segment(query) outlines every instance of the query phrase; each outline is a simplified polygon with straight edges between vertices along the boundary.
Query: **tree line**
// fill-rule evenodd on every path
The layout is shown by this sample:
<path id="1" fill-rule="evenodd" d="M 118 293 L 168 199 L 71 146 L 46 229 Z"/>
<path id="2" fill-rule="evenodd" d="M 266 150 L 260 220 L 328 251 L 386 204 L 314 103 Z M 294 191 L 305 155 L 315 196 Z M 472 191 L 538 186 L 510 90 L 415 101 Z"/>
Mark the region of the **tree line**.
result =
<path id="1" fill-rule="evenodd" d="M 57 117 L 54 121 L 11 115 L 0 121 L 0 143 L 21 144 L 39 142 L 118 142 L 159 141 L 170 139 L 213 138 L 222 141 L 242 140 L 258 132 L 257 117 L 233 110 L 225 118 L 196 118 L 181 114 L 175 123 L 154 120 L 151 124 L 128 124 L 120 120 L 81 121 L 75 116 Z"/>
# # # #
WHAT IS NEEDED →
For the string "tree", filter the data and copy out each line where it occurs.

ANSWER TO THE PROBLEM →
Query: **tree line**
Mark the region of the **tree line**.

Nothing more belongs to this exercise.